Finally, Adriana made it clear in the interview that it was a combination of reasons that brought her to Norway: her relationship and her studies. Knowing that I moved to Norway to work towards my doctorate, Adriana explained ‘Like you. I came to study.’ This gains particular relevance when we consider the stereotypical image that circulates locally already mentioned, that is, that Brazilian women married to Norwegian men in order to move upwards socially (Horst et al. 2016).
Excerpts 1–4 are accounts of how Adriana and Berenice were perceived by their interlocutors as occupying social positions that they felt did not correspond to their own perceptions. It was evident that these participants’ orientation to social categorisations such as social class, gender, and race/ethnicity was paramount in the renegotiation of their identities, be it in the interview context or in the intercultural encounters themselves.
Looking at these processes of identification from an intersectional perspective helps us to gain a better understanding. Moreover, a decolonial approach affords a suitable framework for analysing the intersection of social categorisations in the light of historical colonialism and contemporary transnational relations of global coloniality. Castro-Gómez and Grosfoguel (2007: 13, my translation) claim that “the international division of labour between centres and peripheries, as well as the ethnic-racial hierarchisation of populations, formed during the many centuries of European colonial expansion, have not been significantly transformed with the end of colonialism and the formation of nation states in the periphery”. Put differently, the judicial-administrative independence of former colonies has not been accompanied by a significant structural change in the relations between centre and peripheries in that social hierarchisations of gender, race/ethnicity and class are still sustained nowadays. This assumption is particularly useful to think with when we consider the South–North transnational trajectories of the participants.

----

▶ Request A:
Answer these questions about the passage on Brazilian migrants in Norway:
(i) What two reasons does the passage give for Adriana coming to Norway?
(ii) Which excerpts are accounts of how Adriana and Berenice were perceived by their interlocutors?
(iii) Which authors does the passage quote on the international division of labour between centres and peripheries?
▶ Request B:
In the entries below, copy word for word the lines from the line with "Target class: sunset sky" to the line with "[87,176,113,209]", including both of those lines.

▶ Given information:
----

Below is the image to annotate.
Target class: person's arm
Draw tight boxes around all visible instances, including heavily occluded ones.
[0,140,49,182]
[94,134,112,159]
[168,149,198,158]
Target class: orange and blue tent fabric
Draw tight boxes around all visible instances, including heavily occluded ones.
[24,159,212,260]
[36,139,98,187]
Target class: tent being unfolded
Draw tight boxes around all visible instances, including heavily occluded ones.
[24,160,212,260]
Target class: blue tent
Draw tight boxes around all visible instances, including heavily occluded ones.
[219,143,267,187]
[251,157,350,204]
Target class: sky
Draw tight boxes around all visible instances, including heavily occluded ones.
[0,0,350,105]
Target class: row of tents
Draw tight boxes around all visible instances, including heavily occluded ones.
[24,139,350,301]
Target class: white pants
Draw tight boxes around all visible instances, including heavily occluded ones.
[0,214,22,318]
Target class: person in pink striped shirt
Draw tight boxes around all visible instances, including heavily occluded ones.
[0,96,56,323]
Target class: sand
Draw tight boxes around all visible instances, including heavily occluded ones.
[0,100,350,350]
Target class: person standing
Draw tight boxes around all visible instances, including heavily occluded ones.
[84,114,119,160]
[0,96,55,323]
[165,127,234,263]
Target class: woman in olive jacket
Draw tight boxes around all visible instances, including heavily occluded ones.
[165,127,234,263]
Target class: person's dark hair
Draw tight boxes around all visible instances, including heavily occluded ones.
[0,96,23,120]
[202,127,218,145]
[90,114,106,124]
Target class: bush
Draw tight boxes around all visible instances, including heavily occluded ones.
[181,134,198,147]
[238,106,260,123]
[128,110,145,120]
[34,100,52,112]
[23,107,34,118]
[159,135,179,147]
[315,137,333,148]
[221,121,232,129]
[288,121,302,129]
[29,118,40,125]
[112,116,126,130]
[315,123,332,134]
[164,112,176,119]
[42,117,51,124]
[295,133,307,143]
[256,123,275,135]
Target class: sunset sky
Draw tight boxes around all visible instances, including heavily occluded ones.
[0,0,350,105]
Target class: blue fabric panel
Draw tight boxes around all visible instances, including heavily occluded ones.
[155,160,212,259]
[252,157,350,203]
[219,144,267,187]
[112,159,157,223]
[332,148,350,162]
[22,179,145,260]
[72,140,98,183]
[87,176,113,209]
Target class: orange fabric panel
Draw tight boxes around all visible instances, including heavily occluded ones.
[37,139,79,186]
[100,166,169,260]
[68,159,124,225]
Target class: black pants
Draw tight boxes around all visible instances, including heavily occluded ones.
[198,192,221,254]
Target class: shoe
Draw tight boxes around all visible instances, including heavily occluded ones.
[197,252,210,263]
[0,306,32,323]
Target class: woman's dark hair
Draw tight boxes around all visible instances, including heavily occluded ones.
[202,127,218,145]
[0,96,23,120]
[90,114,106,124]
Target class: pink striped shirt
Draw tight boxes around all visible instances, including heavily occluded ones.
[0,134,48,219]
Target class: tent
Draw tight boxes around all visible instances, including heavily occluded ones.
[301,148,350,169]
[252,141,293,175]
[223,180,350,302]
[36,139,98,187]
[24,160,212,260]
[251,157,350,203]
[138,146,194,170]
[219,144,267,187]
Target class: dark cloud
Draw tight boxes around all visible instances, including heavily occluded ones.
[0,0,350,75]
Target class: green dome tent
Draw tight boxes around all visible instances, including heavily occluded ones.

----

▶ Response A:
(i) Her relationship and her studies.
(ii) Excerpts 1–4.
(iii) Castro-Gómez and Grosfoguel (2007).

▶ Response B:
Target class: sunset sky
Draw tight boxes around all visible instances, including heavily occluded ones.
[0,0,350,105]
Target class: blue fabric panel
Draw tight boxes around all visible instances, including heavily occluded ones.
[155,160,212,259]
[252,157,350,203]
[219,144,267,187]
[112,159,157,223]
[332,148,350,162]
[22,179,145,260]
[72,140,98,183]
[87,176,113,209]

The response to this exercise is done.